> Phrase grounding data
☆ ☆ ☆ ☆ ☆ ☆ ☆

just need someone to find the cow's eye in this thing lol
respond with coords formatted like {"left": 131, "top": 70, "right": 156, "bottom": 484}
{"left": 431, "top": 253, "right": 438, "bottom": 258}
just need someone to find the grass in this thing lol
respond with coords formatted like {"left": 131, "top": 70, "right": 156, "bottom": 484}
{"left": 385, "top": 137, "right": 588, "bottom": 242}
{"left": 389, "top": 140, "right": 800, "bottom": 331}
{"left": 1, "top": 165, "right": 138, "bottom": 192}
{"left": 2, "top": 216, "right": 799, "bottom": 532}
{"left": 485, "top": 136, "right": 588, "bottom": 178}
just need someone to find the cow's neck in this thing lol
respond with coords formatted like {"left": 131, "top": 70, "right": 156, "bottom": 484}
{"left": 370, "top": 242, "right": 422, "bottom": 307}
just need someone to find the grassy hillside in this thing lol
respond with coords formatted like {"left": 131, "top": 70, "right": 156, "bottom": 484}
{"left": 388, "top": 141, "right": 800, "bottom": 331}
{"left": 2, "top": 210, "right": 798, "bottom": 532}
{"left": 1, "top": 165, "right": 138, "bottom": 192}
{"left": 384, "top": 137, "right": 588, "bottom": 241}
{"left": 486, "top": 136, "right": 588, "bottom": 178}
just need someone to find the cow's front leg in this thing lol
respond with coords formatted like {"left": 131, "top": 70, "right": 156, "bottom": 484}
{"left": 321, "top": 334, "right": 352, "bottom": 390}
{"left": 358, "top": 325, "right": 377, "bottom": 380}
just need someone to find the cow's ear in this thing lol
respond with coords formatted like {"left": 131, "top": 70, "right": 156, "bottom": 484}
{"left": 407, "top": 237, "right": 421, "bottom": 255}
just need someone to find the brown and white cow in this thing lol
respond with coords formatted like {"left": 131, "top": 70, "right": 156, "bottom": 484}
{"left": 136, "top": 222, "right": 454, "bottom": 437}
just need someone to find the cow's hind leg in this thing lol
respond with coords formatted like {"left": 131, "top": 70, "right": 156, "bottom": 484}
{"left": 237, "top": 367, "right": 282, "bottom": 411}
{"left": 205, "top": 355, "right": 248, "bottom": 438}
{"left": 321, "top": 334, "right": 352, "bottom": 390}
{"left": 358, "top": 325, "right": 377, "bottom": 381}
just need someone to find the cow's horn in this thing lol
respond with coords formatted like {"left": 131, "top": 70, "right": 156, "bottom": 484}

☆ ☆ ☆ ☆ ☆ ☆ ☆

> TASK INSTRUCTIONS
Each line in the data that holds the string "this" needs to be copied.

> OUTPUT OF THE TASK
just need someone to find the cow's eye in this thing lol
just need someone to find the grass in this thing lol
just need someone to find the cow's neck in this thing lol
just need someone to find the grassy hillside in this thing lol
just need someone to find the cow's front leg in this thing lol
just need someone to find the cow's ear in this thing lol
just need someone to find the brown and white cow in this thing lol
just need someone to find the cow's hind leg in this thing lol
just need someone to find the cow's horn in this thing lol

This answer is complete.